▶ [Set problem]: Please state how many lines in the listing below contain the string "target", matching case exactly. Reply with the number alone.

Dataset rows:
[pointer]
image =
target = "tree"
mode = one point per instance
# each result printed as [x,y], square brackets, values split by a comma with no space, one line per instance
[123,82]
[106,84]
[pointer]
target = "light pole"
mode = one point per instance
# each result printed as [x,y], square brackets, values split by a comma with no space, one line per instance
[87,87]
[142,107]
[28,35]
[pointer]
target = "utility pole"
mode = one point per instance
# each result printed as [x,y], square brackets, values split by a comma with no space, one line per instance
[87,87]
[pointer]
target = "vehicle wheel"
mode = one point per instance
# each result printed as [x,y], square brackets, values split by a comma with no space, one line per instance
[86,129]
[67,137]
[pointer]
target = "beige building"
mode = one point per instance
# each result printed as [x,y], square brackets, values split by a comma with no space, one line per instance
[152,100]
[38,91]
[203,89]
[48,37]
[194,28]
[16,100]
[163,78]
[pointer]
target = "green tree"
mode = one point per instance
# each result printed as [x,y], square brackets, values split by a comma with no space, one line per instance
* * *
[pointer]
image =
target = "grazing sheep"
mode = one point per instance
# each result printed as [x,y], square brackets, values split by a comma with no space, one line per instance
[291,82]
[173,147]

▶ [The completed task]: 7